→ **What is asked**
Convert every line of the material below into a Markdown table with the columns "Row" and "Line text," numbering each row and leaving out blank lines.

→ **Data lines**
━━━━━━━━━━━━━━━━
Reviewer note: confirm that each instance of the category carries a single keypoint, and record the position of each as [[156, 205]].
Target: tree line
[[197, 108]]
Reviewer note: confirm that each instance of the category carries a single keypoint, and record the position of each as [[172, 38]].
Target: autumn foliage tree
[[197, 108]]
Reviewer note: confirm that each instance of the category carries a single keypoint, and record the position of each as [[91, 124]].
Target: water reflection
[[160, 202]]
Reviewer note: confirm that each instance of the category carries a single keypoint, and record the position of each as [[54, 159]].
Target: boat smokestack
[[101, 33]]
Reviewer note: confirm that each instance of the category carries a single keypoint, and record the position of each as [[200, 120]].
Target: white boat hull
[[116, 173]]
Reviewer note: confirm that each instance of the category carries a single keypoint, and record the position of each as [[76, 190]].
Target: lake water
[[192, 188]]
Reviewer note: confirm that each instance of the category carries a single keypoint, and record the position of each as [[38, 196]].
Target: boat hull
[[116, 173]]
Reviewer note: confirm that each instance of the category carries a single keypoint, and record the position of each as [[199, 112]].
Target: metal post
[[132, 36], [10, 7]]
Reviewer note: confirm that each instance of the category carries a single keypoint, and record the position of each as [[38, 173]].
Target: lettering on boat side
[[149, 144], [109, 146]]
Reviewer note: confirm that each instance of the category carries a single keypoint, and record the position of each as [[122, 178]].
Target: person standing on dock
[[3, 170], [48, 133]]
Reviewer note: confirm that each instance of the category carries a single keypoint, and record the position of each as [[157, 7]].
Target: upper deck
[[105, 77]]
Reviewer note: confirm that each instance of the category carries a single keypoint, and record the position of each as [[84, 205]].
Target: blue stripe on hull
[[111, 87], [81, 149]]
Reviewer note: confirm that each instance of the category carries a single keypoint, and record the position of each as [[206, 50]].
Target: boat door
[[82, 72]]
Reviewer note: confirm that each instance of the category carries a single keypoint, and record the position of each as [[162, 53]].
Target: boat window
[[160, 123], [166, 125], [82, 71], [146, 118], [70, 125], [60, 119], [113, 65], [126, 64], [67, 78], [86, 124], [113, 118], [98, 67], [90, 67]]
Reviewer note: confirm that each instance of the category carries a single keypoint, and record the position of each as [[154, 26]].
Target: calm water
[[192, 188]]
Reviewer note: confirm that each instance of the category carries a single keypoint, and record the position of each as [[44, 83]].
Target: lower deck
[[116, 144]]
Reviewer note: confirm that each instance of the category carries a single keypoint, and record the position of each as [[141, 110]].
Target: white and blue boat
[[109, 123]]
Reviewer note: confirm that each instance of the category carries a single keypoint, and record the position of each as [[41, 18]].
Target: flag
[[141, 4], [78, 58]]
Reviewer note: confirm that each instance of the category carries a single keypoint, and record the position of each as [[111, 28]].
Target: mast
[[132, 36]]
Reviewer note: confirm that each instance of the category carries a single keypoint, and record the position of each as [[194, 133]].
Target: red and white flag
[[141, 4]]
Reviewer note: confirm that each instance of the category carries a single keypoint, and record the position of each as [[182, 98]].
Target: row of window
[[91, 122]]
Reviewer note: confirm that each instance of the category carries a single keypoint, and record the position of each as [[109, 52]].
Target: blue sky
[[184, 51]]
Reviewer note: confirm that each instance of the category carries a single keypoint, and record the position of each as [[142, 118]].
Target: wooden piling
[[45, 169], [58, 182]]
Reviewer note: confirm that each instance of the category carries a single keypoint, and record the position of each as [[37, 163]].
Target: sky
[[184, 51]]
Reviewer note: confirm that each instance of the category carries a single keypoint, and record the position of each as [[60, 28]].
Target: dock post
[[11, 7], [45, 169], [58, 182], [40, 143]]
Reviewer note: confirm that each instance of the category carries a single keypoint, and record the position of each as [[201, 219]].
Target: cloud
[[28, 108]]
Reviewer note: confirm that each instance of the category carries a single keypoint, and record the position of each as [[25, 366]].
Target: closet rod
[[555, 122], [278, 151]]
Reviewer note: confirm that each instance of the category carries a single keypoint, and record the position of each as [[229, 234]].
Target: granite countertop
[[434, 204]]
━━━━━━━━━━━━━━━━
→ **The answer**
| Row | Line text |
|---|---|
| 1 | Reviewer note: confirm that each instance of the category carries a single keypoint, and record the position of each as [[156, 205]]. |
| 2 | Target: tree line |
| 3 | [[197, 108]] |
| 4 | Reviewer note: confirm that each instance of the category carries a single keypoint, and record the position of each as [[172, 38]]. |
| 5 | Target: autumn foliage tree |
| 6 | [[197, 108]] |
| 7 | Reviewer note: confirm that each instance of the category carries a single keypoint, and record the position of each as [[91, 124]]. |
| 8 | Target: water reflection |
| 9 | [[160, 202]] |
| 10 | Reviewer note: confirm that each instance of the category carries a single keypoint, and record the position of each as [[54, 159]]. |
| 11 | Target: boat smokestack |
| 12 | [[101, 33]] |
| 13 | Reviewer note: confirm that each instance of the category carries a single keypoint, and record the position of each as [[200, 120]]. |
| 14 | Target: white boat hull |
| 15 | [[116, 173]] |
| 16 | Reviewer note: confirm that each instance of the category carries a single keypoint, and record the position of each as [[76, 190]]. |
| 17 | Target: lake water |
| 18 | [[192, 188]] |
| 19 | Reviewer note: confirm that each instance of the category carries a single keypoint, and record the position of each as [[38, 196]]. |
| 20 | Target: boat hull |
| 21 | [[116, 173]] |
| 22 | Reviewer note: confirm that each instance of the category carries a single keypoint, and record the position of each as [[199, 112]]. |
| 23 | Target: metal post |
| 24 | [[132, 36], [10, 7]] |
| 25 | Reviewer note: confirm that each instance of the category carries a single keypoint, and record the position of each as [[38, 173]]. |
| 26 | Target: lettering on boat side |
| 27 | [[149, 144], [109, 146]] |
| 28 | Reviewer note: confirm that each instance of the category carries a single keypoint, and record the position of each as [[122, 178]]. |
| 29 | Target: person standing on dock |
| 30 | [[3, 170], [48, 133]] |
| 31 | Reviewer note: confirm that each instance of the category carries a single keypoint, and record the position of each as [[157, 7]]. |
| 32 | Target: upper deck |
| 33 | [[105, 77]] |
| 34 | Reviewer note: confirm that each instance of the category carries a single keypoint, and record the position of each as [[84, 205]]. |
| 35 | Target: blue stripe on hull |
| 36 | [[111, 87], [81, 149]] |
| 37 | Reviewer note: confirm that each instance of the category carries a single keypoint, and record the position of each as [[206, 50]]. |
| 38 | Target: boat door |
| 39 | [[82, 72]] |
| 40 | Reviewer note: confirm that each instance of the category carries a single keypoint, and record the position of each as [[162, 53]]. |
| 41 | Target: boat window |
| 42 | [[160, 123], [166, 125], [82, 71], [146, 118], [70, 125], [60, 119], [113, 65], [126, 64], [67, 78], [86, 124], [113, 118], [98, 67], [90, 67]] |
| 43 | Reviewer note: confirm that each instance of the category carries a single keypoint, and record the position of each as [[154, 26]]. |
| 44 | Target: calm water |
| 45 | [[192, 188]] |
| 46 | Reviewer note: confirm that each instance of the category carries a single keypoint, and record the position of each as [[44, 83]]. |
| 47 | Target: lower deck |
| 48 | [[116, 144]] |
| 49 | Reviewer note: confirm that each instance of the category carries a single keypoint, and record the position of each as [[141, 110]]. |
| 50 | Target: white and blue boat |
| 51 | [[109, 123]] |
| 52 | Reviewer note: confirm that each instance of the category carries a single keypoint, and record the position of each as [[41, 18]]. |
| 53 | Target: flag |
| 54 | [[141, 4], [78, 58]] |
| 55 | Reviewer note: confirm that each instance of the category carries a single keypoint, and record the position of each as [[111, 28]]. |
| 56 | Target: mast |
| 57 | [[132, 36]] |
| 58 | Reviewer note: confirm that each instance of the category carries a single keypoint, and record the position of each as [[194, 133]]. |
| 59 | Target: red and white flag |
| 60 | [[141, 4]] |
| 61 | Reviewer note: confirm that each instance of the category carries a single keypoint, and record the position of each as [[182, 98]]. |
| 62 | Target: row of window |
| 63 | [[91, 122]] |
| 64 | Reviewer note: confirm that each instance of the category carries a single keypoint, and record the position of each as [[109, 52]]. |
| 65 | Target: blue sky |
| 66 | [[184, 51]] |
| 67 | Reviewer note: confirm that each instance of the category carries a single keypoint, and record the position of each as [[142, 118]]. |
| 68 | Target: wooden piling |
| 69 | [[45, 169], [58, 182]] |
| 70 | Reviewer note: confirm that each instance of the category carries a single keypoint, and record the position of each as [[37, 163]]. |
| 71 | Target: sky |
| 72 | [[184, 51]] |
| 73 | Reviewer note: confirm that each instance of the category carries a single keypoint, and record the position of each as [[60, 28]]. |
| 74 | Target: dock post |
| 75 | [[11, 7], [45, 169], [58, 182], [40, 143]] |
| 76 | Reviewer note: confirm that each instance of the category carries a single keypoint, and record the position of each as [[201, 219]]. |
| 77 | Target: cloud |
| 78 | [[28, 108]] |
| 79 | Reviewer note: confirm that each instance of the category carries a single keypoint, and record the position of each as [[25, 366]]. |
| 80 | Target: closet rod |
| 81 | [[555, 122], [278, 151]] |
| 82 | Reviewer note: confirm that each instance of the category carries a single keypoint, and record the position of each as [[229, 234]]. |
| 83 | Target: granite countertop |
| 84 | [[434, 204]] |